### PROBLEM REQUIREMENTS
Reproduce the records below word for word, starting at the very beginning and stopping after the line that contains "[81,157,122,207]".

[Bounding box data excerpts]
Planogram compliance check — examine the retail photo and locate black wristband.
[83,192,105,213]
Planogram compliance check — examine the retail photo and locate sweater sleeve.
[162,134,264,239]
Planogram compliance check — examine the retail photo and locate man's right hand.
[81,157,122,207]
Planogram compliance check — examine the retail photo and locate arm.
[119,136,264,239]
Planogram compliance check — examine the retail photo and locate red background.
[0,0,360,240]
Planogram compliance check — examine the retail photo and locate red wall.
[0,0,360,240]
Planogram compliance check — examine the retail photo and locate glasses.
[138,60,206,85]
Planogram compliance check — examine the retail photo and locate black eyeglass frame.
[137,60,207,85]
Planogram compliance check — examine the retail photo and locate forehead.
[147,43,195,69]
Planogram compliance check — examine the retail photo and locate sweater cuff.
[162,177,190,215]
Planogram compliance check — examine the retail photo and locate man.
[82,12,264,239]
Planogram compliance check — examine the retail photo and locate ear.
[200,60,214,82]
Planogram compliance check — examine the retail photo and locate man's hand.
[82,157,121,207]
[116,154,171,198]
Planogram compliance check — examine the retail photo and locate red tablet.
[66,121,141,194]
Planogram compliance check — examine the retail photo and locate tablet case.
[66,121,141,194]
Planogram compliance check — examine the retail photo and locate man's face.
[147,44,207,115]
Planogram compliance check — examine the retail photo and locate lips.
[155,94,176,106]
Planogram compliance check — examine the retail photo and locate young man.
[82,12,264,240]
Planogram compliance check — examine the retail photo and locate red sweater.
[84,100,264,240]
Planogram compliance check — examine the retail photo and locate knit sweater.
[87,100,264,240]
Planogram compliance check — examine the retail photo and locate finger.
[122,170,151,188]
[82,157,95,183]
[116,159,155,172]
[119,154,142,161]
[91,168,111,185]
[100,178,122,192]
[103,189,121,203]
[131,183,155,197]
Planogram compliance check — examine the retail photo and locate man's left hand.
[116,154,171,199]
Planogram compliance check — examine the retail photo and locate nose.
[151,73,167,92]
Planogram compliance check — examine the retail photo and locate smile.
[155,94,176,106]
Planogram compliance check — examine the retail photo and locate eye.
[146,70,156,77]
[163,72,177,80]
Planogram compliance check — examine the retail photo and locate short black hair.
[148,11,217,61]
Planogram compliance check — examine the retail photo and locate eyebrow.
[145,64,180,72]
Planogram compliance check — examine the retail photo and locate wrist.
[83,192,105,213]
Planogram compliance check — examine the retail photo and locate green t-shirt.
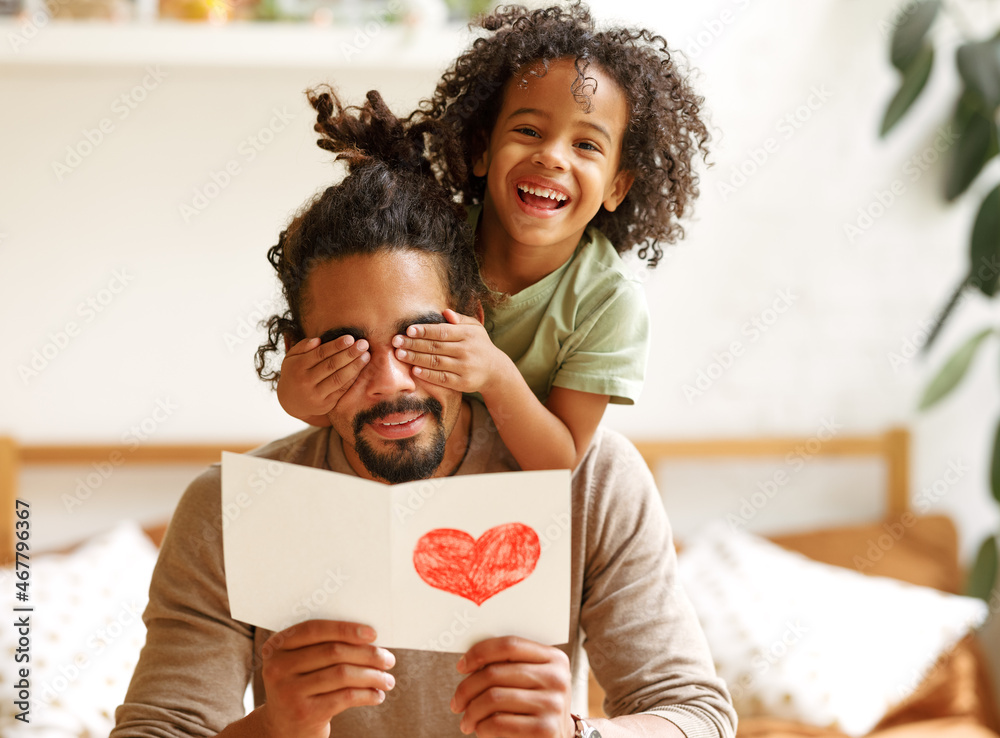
[469,206,649,405]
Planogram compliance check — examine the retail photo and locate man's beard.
[354,397,448,484]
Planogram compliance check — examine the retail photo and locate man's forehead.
[303,250,452,339]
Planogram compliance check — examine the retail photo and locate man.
[112,98,735,738]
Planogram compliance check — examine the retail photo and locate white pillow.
[679,523,987,736]
[0,522,156,738]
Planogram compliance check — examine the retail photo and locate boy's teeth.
[517,185,566,202]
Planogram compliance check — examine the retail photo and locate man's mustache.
[354,397,443,434]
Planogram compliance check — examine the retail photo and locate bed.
[0,429,1000,738]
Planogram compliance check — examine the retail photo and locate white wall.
[0,0,1000,576]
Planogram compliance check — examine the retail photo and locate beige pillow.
[679,523,987,736]
[0,522,157,738]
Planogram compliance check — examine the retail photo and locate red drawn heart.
[413,523,542,605]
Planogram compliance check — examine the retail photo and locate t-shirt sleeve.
[552,280,649,405]
[111,467,254,738]
[575,431,736,738]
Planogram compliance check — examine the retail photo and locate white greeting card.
[222,453,572,652]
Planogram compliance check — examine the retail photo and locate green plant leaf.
[944,110,997,202]
[969,185,1000,297]
[889,0,941,72]
[920,328,993,410]
[990,424,1000,503]
[955,38,1000,110]
[920,277,970,354]
[879,46,934,136]
[965,536,997,602]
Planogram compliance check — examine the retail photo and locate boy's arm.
[480,360,609,471]
[393,310,609,470]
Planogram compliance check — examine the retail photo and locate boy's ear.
[603,169,635,213]
[472,147,490,177]
[472,133,490,177]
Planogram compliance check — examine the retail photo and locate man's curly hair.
[255,85,491,386]
[411,2,709,267]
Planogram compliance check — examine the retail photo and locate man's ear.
[603,169,635,213]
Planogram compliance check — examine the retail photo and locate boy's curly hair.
[255,86,490,385]
[411,2,709,267]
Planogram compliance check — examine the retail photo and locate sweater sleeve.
[577,430,736,738]
[111,466,254,738]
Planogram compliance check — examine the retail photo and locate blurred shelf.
[0,18,472,72]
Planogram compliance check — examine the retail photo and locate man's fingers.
[412,366,458,387]
[300,664,396,696]
[441,309,482,325]
[316,334,368,363]
[285,338,321,356]
[462,712,563,738]
[458,636,569,674]
[392,334,462,356]
[263,620,377,654]
[395,349,459,373]
[282,641,396,680]
[316,346,371,400]
[451,664,557,712]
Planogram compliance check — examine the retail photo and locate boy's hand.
[392,310,510,392]
[451,636,574,738]
[278,336,371,422]
[261,620,396,738]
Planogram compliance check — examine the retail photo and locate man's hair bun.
[306,85,433,177]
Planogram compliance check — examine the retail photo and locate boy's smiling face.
[473,59,632,258]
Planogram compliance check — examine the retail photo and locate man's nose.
[361,344,416,395]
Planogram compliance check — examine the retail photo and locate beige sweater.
[111,402,736,738]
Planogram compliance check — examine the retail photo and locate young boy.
[278,4,708,469]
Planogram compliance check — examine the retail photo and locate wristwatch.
[570,714,601,738]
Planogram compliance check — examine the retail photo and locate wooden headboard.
[0,428,910,563]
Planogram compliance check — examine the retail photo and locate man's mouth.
[517,182,569,210]
[369,412,426,438]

### RESULT OF THE EXERCISE
Planogram compliance check — examine the retail photo and locate black wristband.
[83,192,105,213]
Planogram compliance check — examine the retail photo and locate sweater sleeve.
[162,134,264,239]
Planogram compliance check — examine the retail photo and locate man's right hand.
[81,157,122,207]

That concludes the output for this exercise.